ACTION ITEM: From the records below, transcribe exactly the lines that begin at the line with "Rules. Find each instance of the dark-haired" and end at the line with "point(164, 329)", both included.

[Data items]
____________

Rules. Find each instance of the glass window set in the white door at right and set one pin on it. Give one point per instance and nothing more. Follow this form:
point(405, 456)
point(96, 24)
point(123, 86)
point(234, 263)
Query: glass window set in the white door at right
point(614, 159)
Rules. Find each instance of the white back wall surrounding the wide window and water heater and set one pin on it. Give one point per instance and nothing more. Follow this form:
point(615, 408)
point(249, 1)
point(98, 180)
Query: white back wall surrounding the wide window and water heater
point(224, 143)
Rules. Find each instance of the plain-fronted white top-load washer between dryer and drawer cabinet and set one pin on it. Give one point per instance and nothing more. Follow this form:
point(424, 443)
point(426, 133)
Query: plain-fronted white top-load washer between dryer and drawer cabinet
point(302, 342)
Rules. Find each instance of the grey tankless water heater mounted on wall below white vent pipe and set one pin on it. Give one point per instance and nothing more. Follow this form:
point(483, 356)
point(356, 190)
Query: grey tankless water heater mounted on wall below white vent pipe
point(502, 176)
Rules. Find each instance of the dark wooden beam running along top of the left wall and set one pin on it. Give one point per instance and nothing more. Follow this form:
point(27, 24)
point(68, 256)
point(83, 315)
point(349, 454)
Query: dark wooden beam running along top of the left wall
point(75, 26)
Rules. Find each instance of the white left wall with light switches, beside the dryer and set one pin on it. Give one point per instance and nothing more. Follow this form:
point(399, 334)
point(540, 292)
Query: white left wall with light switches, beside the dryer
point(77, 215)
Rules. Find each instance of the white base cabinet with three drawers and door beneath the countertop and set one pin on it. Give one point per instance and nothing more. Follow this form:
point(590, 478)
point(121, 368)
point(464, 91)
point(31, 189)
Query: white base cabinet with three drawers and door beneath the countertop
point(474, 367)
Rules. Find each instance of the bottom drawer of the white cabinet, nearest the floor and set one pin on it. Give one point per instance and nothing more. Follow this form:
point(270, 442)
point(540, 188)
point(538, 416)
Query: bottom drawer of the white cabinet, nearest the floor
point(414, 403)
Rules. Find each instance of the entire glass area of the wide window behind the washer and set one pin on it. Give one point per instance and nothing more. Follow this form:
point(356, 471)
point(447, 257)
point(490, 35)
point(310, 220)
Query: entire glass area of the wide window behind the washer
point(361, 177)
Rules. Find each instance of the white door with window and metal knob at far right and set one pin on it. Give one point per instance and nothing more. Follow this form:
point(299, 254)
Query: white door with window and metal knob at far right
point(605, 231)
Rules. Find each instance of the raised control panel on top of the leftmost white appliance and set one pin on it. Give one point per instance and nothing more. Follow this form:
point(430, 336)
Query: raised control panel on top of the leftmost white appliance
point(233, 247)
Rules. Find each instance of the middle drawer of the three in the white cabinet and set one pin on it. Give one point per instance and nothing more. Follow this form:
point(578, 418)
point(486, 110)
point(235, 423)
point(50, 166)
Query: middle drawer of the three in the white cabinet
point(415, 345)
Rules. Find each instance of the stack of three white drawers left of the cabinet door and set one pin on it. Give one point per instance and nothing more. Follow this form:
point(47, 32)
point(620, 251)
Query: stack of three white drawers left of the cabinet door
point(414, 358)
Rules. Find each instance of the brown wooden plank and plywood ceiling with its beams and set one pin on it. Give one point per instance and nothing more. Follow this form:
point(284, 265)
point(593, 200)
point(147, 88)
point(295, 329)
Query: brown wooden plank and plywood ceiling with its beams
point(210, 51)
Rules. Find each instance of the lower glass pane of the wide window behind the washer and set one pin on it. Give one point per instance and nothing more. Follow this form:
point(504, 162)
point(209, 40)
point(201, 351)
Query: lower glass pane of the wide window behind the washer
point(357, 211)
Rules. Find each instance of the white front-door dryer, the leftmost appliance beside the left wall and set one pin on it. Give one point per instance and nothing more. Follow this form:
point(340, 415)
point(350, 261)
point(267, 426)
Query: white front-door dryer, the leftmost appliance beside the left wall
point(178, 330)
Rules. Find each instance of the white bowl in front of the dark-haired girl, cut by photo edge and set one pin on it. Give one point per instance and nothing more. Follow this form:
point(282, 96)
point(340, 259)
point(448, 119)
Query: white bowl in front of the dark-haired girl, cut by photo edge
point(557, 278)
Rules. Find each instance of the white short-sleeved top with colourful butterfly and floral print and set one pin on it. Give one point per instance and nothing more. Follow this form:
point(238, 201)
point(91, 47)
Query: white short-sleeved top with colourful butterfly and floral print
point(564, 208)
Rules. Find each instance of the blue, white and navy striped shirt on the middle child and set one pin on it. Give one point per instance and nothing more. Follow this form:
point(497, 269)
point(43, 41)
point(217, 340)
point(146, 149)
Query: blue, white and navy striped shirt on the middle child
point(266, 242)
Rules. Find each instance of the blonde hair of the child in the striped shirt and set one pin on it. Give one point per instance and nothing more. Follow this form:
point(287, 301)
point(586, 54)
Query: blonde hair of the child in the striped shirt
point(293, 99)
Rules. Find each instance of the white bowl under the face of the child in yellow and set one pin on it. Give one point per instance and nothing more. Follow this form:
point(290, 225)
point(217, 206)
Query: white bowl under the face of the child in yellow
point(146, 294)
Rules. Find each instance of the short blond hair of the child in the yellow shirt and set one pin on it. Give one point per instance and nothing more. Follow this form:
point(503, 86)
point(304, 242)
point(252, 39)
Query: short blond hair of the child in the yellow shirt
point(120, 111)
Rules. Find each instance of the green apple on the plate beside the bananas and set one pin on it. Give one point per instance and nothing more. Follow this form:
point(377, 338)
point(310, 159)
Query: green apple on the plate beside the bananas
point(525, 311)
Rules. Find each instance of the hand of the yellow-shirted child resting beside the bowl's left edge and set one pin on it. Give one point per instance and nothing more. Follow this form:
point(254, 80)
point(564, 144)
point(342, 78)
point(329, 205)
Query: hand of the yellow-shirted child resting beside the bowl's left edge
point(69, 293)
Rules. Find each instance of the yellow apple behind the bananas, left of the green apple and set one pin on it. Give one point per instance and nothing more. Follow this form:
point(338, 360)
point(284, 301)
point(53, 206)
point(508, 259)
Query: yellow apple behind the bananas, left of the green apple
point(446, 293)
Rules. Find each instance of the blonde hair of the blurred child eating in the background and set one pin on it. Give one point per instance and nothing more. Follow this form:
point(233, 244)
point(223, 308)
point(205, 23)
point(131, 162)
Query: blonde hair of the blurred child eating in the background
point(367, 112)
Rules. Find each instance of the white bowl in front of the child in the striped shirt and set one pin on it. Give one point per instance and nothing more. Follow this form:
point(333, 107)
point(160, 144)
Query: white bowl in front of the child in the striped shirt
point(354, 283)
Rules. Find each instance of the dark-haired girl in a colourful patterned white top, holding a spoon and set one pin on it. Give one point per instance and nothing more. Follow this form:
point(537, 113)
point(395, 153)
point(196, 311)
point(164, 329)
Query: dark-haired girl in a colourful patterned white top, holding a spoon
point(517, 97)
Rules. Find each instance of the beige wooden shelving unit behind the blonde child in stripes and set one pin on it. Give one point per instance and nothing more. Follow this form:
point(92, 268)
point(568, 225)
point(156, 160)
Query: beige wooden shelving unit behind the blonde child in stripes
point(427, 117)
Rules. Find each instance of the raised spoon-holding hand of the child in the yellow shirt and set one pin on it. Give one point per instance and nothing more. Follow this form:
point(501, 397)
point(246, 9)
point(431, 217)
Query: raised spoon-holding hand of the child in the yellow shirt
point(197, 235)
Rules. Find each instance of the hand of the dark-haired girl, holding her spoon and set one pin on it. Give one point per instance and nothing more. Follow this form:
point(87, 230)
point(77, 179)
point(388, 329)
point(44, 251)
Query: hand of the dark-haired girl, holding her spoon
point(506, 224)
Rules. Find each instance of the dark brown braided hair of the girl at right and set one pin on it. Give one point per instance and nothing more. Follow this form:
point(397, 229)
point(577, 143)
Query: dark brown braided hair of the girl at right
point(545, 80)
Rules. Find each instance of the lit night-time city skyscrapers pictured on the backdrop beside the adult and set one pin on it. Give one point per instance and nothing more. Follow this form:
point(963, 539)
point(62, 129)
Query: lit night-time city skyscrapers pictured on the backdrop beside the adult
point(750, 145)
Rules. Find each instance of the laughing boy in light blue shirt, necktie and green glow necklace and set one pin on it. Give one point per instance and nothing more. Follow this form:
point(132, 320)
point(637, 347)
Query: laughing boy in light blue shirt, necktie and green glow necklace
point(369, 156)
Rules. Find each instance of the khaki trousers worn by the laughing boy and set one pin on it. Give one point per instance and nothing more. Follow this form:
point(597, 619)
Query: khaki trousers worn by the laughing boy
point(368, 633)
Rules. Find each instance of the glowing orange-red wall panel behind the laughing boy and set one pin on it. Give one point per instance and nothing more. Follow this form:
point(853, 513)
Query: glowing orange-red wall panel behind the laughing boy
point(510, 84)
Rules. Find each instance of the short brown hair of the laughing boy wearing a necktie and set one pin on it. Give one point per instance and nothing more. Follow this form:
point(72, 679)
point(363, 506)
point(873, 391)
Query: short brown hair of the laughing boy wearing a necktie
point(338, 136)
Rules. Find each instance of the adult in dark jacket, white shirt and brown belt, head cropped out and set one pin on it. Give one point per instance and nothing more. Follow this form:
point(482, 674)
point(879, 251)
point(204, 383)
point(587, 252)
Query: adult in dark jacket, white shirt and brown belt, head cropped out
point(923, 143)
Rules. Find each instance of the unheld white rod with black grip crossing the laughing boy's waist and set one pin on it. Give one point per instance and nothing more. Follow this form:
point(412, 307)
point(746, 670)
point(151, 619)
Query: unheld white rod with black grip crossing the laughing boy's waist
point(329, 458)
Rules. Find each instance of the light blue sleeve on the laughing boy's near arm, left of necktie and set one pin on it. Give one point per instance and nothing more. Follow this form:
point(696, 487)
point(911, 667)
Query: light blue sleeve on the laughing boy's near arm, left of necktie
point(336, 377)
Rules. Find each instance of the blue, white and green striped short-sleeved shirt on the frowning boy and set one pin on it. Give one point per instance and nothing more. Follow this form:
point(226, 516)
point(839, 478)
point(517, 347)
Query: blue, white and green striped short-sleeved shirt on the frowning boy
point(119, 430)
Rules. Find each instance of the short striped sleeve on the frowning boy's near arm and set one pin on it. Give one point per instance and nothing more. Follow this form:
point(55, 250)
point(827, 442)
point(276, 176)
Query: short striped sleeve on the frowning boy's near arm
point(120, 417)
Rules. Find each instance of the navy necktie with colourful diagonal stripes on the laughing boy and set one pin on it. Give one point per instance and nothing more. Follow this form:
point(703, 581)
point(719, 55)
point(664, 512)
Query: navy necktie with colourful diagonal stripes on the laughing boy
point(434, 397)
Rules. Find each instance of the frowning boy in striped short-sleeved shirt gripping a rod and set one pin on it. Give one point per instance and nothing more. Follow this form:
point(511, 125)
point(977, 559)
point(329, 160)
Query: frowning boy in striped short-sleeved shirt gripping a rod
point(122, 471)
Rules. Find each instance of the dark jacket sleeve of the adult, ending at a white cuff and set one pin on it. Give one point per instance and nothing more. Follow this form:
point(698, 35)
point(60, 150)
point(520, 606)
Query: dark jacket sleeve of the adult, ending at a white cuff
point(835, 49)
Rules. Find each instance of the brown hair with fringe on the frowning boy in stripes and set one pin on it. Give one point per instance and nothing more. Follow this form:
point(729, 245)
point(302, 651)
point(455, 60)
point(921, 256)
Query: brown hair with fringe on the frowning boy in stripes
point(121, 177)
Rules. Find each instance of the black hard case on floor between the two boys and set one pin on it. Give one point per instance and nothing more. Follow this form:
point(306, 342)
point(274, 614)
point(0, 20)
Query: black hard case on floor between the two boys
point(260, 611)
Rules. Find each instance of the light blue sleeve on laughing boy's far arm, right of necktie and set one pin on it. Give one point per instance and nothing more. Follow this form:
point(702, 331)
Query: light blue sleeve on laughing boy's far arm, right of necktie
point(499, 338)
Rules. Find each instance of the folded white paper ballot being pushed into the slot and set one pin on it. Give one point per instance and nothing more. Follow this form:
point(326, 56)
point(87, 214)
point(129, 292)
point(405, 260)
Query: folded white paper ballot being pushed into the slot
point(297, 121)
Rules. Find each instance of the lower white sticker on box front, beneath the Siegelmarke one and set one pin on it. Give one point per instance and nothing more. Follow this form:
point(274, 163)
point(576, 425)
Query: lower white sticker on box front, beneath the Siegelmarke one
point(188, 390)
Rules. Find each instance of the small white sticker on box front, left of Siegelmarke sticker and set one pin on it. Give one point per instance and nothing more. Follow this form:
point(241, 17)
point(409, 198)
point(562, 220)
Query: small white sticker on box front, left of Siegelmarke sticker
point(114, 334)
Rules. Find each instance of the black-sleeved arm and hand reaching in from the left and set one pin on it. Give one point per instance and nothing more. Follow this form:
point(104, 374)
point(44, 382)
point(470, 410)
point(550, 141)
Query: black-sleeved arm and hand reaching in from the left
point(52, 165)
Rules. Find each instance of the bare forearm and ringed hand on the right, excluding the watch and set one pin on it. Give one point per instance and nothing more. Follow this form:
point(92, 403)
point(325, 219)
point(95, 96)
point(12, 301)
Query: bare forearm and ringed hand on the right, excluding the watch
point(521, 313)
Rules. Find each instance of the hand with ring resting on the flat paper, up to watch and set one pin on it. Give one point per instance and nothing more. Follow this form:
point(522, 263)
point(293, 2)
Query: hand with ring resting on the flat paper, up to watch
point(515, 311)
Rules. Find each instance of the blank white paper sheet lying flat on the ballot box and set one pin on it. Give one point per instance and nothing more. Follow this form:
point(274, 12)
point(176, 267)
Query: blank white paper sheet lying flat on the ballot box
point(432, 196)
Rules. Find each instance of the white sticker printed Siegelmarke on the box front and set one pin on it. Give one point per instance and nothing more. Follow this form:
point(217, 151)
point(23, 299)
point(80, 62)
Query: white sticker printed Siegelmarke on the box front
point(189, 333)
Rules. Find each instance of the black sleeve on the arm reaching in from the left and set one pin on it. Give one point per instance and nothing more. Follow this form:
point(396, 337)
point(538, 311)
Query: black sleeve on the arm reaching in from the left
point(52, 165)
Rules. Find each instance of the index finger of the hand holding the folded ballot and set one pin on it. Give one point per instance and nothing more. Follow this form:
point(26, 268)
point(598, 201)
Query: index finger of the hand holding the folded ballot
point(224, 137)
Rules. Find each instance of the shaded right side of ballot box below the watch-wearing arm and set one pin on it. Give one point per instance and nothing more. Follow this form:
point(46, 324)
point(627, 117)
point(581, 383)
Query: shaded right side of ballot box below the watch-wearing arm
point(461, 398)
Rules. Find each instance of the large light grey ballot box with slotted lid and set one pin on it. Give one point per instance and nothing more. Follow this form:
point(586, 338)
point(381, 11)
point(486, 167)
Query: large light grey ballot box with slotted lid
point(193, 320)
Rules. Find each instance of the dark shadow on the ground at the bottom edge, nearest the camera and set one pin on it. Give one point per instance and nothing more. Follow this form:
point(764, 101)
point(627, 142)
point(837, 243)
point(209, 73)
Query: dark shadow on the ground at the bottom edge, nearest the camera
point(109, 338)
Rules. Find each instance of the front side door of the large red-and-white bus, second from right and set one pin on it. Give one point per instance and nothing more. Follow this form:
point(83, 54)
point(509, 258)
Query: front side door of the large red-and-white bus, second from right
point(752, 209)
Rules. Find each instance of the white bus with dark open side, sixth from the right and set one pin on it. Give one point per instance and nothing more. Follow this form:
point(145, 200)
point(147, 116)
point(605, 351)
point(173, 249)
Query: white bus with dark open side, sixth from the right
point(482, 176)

____________

SOLUTION TO THIS EXERCISE:
Rules. Find each instance of the dark-haired girl in a colourful patterned white top, holding a spoon and set one pin on it. Give one point per instance and nothing more. Follow this form:
point(537, 113)
point(395, 153)
point(196, 311)
point(164, 329)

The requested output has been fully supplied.